Given request A: In the passage about a last day at work, reproduce the text from "Yesterday, I completed" to "to be alone.", replacing "report" with "summary".
Given request B: According to the passage about a last day at work, what was the weather like throughout that day?
Given request C: Continue the passage about a last day at work from its final sentence.

Selected excerpt:
------------------------------
Today is my last day working..

Yesterday, I completed my task. For the last time I updated my report, cleaned my desk, deleted all files in my desk top except the work files, threw all rubbish and junk.. And today I sat alone in this room. All my friends took leaves. Better still because for the last day, I want to be alone. 

The whole day it was raining.. Sometimes heavy, sometimes drizzle but never really stopped. I did not go home during lunch.. I wanted to spend the day alone and remembering. Remembering the old times when I stepped my feet inside this office. At that time I was an alien.. Even my partner did not say much. I was left alone not knowing what to do. 

However, after  a year everything changed. I had never thought that working here would teach me a very important lesson by experiencing the worst feeling ever. This experience broke my heart.. Changed me all together.. Breaking my principles in life and totally left me stupefied.. And leaving a long lasting confusion.. 

I realize I had underestimated people.. I let people mistreated me.. I misjudged people. I had always had a positive view on people, so when I allowed a person got into my life, the consequences are horrible. I let my guard down and the I paid it dearly... With my heart.
------------------------------
Dataset content:

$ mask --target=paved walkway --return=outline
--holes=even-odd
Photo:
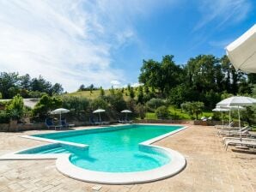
------------------------------
Final answer A:
Yesterday, I completed my task. For the last time I updated my summary, cleaned my desk, deleted all files in my desk top except the work files, threw all rubbish and junk.. And today I sat alone in this room. All my friends took leaves. Better still because for the last day, I want to be alone.

Final answer B: It rained the whole day, sometimes heavily and sometimes as a drizzle, and it never really stopped.

Final answer C:
Then, I spent more than a year to recover... To get back to my feet.. To love my self more.. To forget...It was not easy.. In fact, it was the hardest obstacle ever in my life.. And my last question left unanswered until now.. 

WHY DID YOU DO THIS TO ME? 

Now, even not really recovered 100% because I still feel hurt, but I am ready to move on with my next phase of life. 

Allah The Almighty... I had prayed hard. Finally You grant my wish.. That is to retire and move on.. Please guide me.. Forgive me.. Truly I am sinned.. Let me become a better Muslim.. A better person.. 

And when You think that I should leave this world, grant my last wish.. A beautiful closure in death.. 

Thank you Allah. You tested me, I managed to overcome it with Your Love even I had lost my heart.. Now I surrender my self to You..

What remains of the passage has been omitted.